Metin bölümü:
Özel haber: Halide Tonga

Aile ve Sosyal Hizmetler Bakanlığı ile Radyo ve Televizyon Üst Kurulu (RTÜK), ailenin korunması ve güçlendirilmesine yönelik iş birliği protokolü imzaladı. Bu kapsamda, ebeveynlerin dijital platformları doğru kullanımına yönelik farkındalık çalışmalarını içeren "Gözünden Sakındığını Dijitalden Sakın" projesi hayata geçiriliyor.

Bakanlığın bu projedeki amacı dijital mahremiyet konusunda farkındalık oluşturulması, ebeveynlerin ve toplumun çocuklarla ilgili paylaşımlarda daha dikkatli olmalarının teşvik etmek. Bu proje kapsamında 2 yıl boyunca ebeveynlerin dijital platformları doğru kullanımına yönelik farkındalık çalışmaları yapılacak.

Alıştırma: Metin bölümünde geçen bütün özel adları yazın: kişi, kurum ve proje adları.

Gösterilen bilgiler:
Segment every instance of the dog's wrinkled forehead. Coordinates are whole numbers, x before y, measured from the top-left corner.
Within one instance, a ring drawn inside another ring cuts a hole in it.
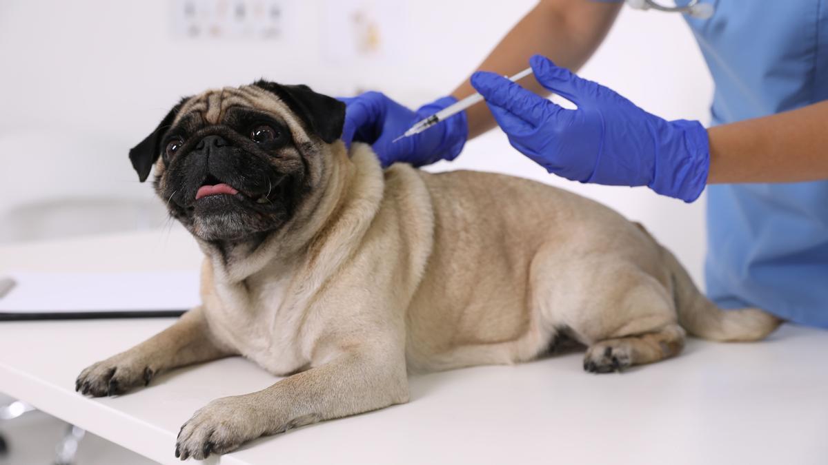
[[[287,103],[253,85],[210,89],[190,98],[181,106],[172,126],[192,126],[191,129],[195,130],[200,126],[220,124],[224,122],[228,110],[233,108],[252,108],[277,115],[291,132],[302,129],[301,120]],[[304,130],[301,132],[304,133]]]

Çözüm:
- Halide Tonga
- Aile ve Sosyal Hizmetler Bakanlığı
- Radyo ve Televizyon Üst Kurulu (RTÜK)
- "Gözünden Sakındığını Dijitalden Sakın"